#### [Given problem A]
Can you output the records as a JSON list of strings, one string per line and no blank lines, starting with the line containing "[point] man's hand" and going on through the end of the records?

:: Given passage ::

Investigation on the Deactivation of Residue Fluid Catalytic Cracking (FCC) Catalyst
1Department of Chemical Engineering, University of Khartoum, Khartoum, Sudan
2Department of Chemical Engineering, Qatar University, Doha, Qatar
Changes in structure of samples of fresh and spent catalyst are studied for a commercial residue fluid catalytic cracking unit. Quantitative estimates of micropore volume, surface area and pore size distribution are obtained based on Barrett-Joyner-Halenda (BJH), Brunauer-Emmett-Teller (BET), Dollimore-Heal (D-H), Density Functional Theory (DFT), Freundlich, Temkin, t-plot and Langmuir methods. In addition to the insight provided, of the molecular scale crystalline pores, the complementation of SEM-EDS has revealed structural and surface information on the morphology of the particles. A clear degradation of FCC catalyst is evident with a significant reduction in pore volume and surface area. The cause of deactivation is clearly due to fouling, poisoning, dealumination and possibly sintering.
Fluid Catalytic Cracking, Deactivation, Catalyst, Characterization
Received: August 3, 2015
Accepted: August 15, 2015
Published online: August 24, 2015
@ 2015 The Authors. Published by American Institute of Science. This Open Access article is under the CC BY-NC license. http://creativecommons.org/licenses/by-nc/4.0/
Nowadays, Fluid Catalytic Cracking (FCC) is the most important route in the production of gasoline. Its efficient operation plays a crucial role in the overall economics of a modern day refinery .The design and operation of an FCC unit relies tremendously upon the chemical and physical properties of the catalyst. FCC catalysts are distinct from most other industrial catalysts, in that they are continuously being developed so as to meet ever changing demands. Development of FCC catalyst pivots on the ability to withstand contaminated and heavier feedstock, to resist more severe regeneration conditions with temperatures of up to 732°C and to produce different product distributions . It is desirable for an FCC catalyst to have a high catalytic activity, good temperature stability, good resistance to attrition and low coke production. However, during the course of operation of a commercial FCC unit, catalyst deactivation occurs due to fouling, due to poisoning from exposure to contaminants present in the feedstock and due to dealumination of the zeolite catalyst component .

:::
:: Data for this task ::

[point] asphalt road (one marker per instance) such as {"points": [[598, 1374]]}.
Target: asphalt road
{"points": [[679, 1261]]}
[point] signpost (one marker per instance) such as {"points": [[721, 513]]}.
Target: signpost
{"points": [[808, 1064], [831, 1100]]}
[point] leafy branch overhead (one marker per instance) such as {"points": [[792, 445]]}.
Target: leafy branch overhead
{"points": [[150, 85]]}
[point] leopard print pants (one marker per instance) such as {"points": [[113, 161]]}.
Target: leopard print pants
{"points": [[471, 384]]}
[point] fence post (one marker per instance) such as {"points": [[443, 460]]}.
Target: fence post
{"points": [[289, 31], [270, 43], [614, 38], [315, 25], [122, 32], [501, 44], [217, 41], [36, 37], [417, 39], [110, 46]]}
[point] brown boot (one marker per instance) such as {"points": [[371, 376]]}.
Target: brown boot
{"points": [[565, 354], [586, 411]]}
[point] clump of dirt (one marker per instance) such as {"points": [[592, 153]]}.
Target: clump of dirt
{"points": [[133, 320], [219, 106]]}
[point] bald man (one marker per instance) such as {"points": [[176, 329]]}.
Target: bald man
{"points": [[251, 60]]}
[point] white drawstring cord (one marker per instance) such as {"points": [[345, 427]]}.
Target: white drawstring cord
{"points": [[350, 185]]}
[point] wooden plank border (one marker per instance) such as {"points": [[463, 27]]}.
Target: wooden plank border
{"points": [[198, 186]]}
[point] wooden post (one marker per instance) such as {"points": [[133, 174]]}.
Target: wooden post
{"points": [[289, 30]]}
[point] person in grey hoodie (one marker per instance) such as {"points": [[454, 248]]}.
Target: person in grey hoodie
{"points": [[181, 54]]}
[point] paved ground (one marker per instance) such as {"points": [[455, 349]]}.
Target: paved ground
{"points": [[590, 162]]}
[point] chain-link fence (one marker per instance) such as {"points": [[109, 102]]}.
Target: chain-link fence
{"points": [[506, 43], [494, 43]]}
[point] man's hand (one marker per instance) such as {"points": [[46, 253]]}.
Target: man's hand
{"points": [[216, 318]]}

:::

#### [Given problem B]
In the catalyst deactivation article, up to what temperature can the severe regeneration conditions that FCC catalysts must resist reach?

#### [Result A]
[
  "[point] man's hand (one marker per instance) such as {\"points\": [[46, 253]]}.",
  "Target: man's hand",
  "{\"points\": [[216, 318]]}"
]

#### [Result B]
Up to 732°C.